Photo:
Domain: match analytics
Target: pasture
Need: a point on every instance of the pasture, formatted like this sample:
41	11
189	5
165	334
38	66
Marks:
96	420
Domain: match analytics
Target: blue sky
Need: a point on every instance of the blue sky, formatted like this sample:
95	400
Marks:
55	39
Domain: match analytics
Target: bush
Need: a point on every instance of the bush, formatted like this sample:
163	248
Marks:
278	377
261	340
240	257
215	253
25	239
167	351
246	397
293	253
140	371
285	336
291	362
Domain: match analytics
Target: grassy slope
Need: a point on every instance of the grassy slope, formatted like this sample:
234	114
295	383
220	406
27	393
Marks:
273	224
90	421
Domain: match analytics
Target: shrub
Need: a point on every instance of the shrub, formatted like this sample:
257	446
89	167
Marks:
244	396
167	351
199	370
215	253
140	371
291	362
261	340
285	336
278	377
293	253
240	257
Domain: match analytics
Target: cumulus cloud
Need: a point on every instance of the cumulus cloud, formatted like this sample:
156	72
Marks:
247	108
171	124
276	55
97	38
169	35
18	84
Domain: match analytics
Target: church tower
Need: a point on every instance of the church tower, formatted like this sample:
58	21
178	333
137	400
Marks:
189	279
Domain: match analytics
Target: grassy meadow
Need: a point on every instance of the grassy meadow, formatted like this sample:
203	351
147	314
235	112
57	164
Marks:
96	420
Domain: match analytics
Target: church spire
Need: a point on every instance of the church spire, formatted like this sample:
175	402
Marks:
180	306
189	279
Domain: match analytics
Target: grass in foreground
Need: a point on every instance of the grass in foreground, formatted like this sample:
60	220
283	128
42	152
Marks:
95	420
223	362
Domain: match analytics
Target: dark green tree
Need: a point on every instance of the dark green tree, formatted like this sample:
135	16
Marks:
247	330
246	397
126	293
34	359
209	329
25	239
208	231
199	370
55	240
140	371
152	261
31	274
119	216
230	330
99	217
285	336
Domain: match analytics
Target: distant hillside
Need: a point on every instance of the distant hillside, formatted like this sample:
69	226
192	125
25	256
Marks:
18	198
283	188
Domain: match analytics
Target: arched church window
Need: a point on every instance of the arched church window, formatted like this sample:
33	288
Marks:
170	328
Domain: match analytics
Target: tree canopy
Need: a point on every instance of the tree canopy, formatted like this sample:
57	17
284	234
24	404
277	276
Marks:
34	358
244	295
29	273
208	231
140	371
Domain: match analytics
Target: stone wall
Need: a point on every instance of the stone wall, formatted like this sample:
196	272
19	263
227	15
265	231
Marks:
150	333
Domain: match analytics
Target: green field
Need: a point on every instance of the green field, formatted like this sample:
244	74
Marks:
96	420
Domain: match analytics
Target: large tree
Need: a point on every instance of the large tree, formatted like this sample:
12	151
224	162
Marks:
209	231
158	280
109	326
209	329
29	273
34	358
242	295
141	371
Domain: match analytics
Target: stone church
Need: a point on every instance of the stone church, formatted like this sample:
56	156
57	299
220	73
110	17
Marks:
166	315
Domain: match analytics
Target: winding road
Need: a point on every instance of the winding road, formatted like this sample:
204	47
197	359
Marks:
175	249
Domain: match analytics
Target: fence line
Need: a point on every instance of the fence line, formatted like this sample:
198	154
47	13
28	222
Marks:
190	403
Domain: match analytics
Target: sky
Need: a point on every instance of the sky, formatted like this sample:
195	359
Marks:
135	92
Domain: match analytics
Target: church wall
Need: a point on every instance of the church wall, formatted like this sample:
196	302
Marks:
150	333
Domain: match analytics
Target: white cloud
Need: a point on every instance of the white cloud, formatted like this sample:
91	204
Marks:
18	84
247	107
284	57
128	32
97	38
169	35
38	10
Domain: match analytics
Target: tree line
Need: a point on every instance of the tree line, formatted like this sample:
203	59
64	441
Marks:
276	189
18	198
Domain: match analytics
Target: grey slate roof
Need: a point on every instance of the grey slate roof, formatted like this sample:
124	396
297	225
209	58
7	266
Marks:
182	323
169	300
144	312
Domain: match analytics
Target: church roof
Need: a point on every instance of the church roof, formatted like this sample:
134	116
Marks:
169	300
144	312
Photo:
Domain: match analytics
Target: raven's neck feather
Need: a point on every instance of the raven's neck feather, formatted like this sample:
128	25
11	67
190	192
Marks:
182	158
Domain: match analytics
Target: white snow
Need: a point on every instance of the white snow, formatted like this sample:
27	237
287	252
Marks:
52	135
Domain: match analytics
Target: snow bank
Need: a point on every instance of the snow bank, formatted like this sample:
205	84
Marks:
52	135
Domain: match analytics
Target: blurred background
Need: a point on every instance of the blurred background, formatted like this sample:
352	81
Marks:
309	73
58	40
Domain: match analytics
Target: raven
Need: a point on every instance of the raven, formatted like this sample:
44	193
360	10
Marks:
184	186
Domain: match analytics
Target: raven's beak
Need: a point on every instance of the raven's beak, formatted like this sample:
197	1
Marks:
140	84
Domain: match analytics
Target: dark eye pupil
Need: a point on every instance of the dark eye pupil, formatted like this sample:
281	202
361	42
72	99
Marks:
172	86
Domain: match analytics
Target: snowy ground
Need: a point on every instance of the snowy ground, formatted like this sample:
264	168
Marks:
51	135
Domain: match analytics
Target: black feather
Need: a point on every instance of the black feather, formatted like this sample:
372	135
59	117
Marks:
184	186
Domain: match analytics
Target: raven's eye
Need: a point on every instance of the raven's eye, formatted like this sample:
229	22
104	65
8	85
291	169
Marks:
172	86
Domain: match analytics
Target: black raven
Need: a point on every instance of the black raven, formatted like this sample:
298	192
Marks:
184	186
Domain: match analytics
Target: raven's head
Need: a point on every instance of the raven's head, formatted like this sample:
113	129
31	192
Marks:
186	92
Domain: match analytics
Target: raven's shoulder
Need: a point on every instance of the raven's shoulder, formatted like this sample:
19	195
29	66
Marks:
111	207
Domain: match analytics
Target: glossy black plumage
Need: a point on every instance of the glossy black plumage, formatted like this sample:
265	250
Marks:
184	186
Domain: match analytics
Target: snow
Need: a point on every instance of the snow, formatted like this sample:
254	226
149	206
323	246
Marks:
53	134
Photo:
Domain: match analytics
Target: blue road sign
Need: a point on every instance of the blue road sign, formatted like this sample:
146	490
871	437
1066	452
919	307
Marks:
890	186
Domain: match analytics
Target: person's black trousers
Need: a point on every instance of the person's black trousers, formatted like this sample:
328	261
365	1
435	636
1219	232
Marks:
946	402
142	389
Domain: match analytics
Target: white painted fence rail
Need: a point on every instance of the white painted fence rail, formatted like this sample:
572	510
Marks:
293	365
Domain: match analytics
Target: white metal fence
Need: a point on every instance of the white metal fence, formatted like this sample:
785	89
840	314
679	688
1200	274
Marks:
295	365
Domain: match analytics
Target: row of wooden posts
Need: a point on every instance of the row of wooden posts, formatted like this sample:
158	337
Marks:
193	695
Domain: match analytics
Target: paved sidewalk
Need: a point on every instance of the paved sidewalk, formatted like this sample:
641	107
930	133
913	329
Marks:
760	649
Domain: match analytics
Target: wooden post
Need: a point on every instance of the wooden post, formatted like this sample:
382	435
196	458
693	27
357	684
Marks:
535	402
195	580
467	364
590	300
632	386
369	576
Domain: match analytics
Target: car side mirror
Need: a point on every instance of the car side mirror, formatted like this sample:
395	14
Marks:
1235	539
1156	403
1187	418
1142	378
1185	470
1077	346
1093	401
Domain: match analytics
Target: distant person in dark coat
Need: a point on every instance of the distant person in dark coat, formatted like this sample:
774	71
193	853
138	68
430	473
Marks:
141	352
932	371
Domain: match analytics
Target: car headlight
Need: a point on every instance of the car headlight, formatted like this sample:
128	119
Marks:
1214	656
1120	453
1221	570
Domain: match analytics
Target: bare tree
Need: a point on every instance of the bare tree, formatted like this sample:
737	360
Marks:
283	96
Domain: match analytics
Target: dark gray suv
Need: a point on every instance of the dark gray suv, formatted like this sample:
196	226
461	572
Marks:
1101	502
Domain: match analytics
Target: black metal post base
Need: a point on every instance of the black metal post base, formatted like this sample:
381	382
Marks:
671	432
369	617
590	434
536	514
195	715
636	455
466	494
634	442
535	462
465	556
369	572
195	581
● ● ● ● ● ● ●
**Required task:** List, copied in full, each line of the material above that contains the word "tree".

**Expected answer:**
Target: dark green tree
Need: a point on every instance of the dark green tree, formatted like this sample:
Target: tree canopy
Need: a point on every instance of the tree canopy, formatted like this sample:
Target: large tree
Need: a point on every instance of the large tree, formatted like this sample:
Target: tree line
Need: a point on every instance of the tree line, formatted like this sample:
Target: bare tree
Need: a point on every instance of the bare tree, formatted like this sample:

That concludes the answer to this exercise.